Task statement -
Copy the data exactly as it appears, and do not include any pictures.

---+---

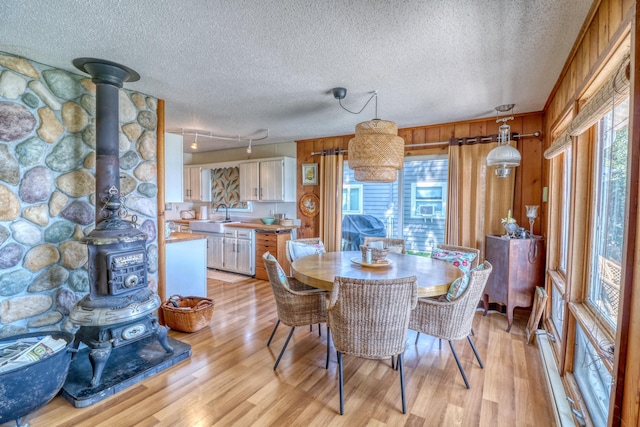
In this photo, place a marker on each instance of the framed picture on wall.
(310, 174)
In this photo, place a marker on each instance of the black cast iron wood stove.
(118, 309)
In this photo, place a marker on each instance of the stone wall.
(47, 186)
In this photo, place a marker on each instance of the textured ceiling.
(235, 67)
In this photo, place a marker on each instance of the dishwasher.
(239, 250)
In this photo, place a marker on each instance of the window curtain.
(613, 92)
(477, 199)
(331, 166)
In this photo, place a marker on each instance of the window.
(593, 378)
(564, 211)
(557, 310)
(609, 210)
(351, 199)
(428, 199)
(412, 208)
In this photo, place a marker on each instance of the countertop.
(183, 237)
(254, 225)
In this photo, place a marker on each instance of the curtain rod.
(425, 144)
(494, 138)
(209, 134)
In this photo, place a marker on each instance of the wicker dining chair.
(452, 320)
(388, 242)
(369, 319)
(297, 304)
(453, 249)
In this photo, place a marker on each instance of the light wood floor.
(229, 379)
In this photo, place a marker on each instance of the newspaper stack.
(21, 352)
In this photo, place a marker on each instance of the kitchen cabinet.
(186, 267)
(518, 267)
(269, 180)
(274, 242)
(197, 184)
(173, 168)
(239, 251)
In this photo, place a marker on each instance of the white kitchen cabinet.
(215, 251)
(197, 184)
(268, 180)
(173, 164)
(186, 268)
(239, 251)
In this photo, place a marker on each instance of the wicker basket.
(187, 314)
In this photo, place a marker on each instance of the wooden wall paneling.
(615, 14)
(434, 134)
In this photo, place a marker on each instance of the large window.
(565, 210)
(593, 378)
(609, 210)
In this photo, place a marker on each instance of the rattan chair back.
(369, 318)
(451, 320)
(295, 308)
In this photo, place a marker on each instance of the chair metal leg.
(475, 351)
(284, 347)
(341, 383)
(455, 355)
(326, 366)
(273, 332)
(404, 401)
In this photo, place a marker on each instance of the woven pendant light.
(376, 153)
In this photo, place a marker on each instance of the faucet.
(226, 211)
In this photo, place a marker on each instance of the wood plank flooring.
(230, 381)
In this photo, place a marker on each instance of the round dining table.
(319, 270)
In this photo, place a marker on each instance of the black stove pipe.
(108, 77)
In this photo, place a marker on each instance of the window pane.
(557, 311)
(609, 210)
(412, 208)
(593, 378)
(566, 206)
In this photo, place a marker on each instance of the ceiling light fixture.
(504, 157)
(376, 153)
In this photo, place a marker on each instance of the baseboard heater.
(561, 409)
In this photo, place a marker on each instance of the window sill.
(599, 336)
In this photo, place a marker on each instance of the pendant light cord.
(374, 94)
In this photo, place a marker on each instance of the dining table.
(319, 270)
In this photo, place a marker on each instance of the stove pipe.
(108, 77)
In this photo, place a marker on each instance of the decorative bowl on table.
(377, 255)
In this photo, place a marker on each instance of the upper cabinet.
(268, 180)
(173, 168)
(197, 184)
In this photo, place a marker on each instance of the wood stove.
(119, 307)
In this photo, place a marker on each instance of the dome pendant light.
(504, 157)
(376, 153)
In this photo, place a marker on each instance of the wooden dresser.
(518, 267)
(275, 243)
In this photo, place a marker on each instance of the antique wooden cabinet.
(518, 267)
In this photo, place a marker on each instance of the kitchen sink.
(216, 226)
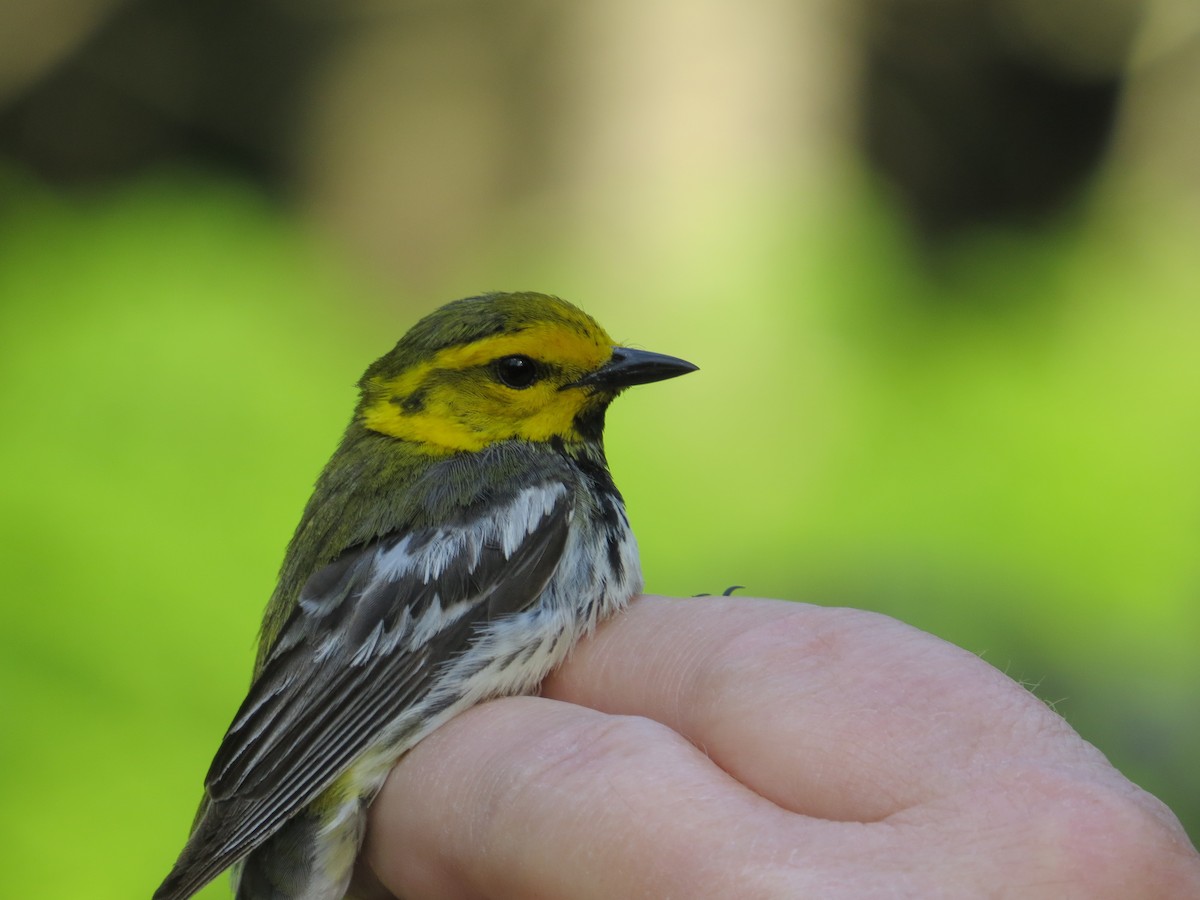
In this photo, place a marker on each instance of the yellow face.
(507, 385)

---+---

Task answer -
In this photo, place a marker on each instance of the framed picture on wall.
(310, 174)
In this photo, place a marker on each instance of the black cast iron wood stove.
(118, 309)
In this photo, place a marker on each instance of the stone wall.
(47, 186)
In this photo, place a marker on each instance of the textured ceiling.
(235, 67)
In this photo, place a marker on each instance of the dishwasher.
(239, 250)
In this photo, place a marker on each instance of the window curtain.
(613, 92)
(477, 199)
(331, 166)
In this photo, place a marker on each instance of the window.
(593, 378)
(564, 211)
(557, 310)
(609, 210)
(351, 199)
(428, 199)
(412, 208)
In this photo, place a marker on each instance of the countertop.
(183, 237)
(254, 225)
In this photo, place a marker on each instance of the curtain rod.
(425, 144)
(494, 138)
(209, 134)
In this photo, place a marker on each instance of the wicker dining chair.
(452, 320)
(388, 242)
(369, 319)
(297, 304)
(453, 249)
In this photo, place a marker on each instance of the light wood floor.
(229, 379)
In this photo, place a marker on each instance of the newspaper stack.
(21, 352)
In this photo, place a marker on each instance of the kitchen cabinet.
(186, 267)
(518, 267)
(269, 180)
(274, 242)
(197, 184)
(173, 168)
(239, 251)
In this photo, place a marker on each instance of the white kitchen cabinet.
(215, 251)
(197, 184)
(268, 180)
(173, 164)
(186, 268)
(239, 251)
In this photo, place a marker on each instance of the wicker basket.
(187, 314)
In this photo, place a marker on each instance of the wooden wall paneling.
(615, 14)
(434, 134)
In this photo, place a marker on each instance of the large window.
(565, 210)
(593, 378)
(609, 210)
In this photo, place a marker on each instance of the rattan chair back.
(369, 318)
(451, 320)
(295, 308)
In this photo, place a marker on each instance of the chair metal leg.
(475, 351)
(284, 347)
(341, 383)
(455, 355)
(326, 366)
(273, 332)
(404, 401)
In this photo, place a marker on each instance of the woven pendant light.
(376, 153)
In this photo, place a marker on each instance of the faucet.
(226, 211)
In this photo, place a marker on each instance of the wood plank flooring.
(230, 381)
In this photo, place a marker on each instance of the round dining table.
(319, 270)
In this photo, place a marker on each instance of the black stove pipe.
(108, 77)
In this photo, place a marker on each instance of the window pane.
(557, 311)
(609, 210)
(412, 208)
(593, 378)
(566, 206)
In this photo, place a marker on each instance of the ceiling light fixture.
(504, 157)
(376, 153)
In this photo, place a marker on each instance of the baseboard heater.
(561, 409)
In this photo, place a marker on each instance of the window sill.
(599, 336)
In this photo, place a marker on each instance of the pendant light cord.
(374, 94)
In this photo, place a marker on each instance of the dining table.
(319, 270)
In this photo, place a marker on each instance of the stove pipe.
(108, 77)
In this photo, place a marker on each instance of the decorative bowl on table.
(377, 255)
In this photo, place a marker on each instance of the upper cabinet.
(268, 180)
(173, 168)
(197, 184)
In this photo, place a marker on each instance of the wood stove.
(119, 307)
In this photo, place a marker on each instance of the dome pendant light.
(504, 157)
(376, 153)
In this photo, place a marker on each instance of the wooden dresser.
(518, 267)
(275, 243)
In this photo, place a marker on each instance of the antique wooden cabinet.
(518, 267)
In this photo, place a marker on each instance of the kitchen sink.
(216, 226)
In this photo, place a marker on each instance of the yellow face.
(507, 385)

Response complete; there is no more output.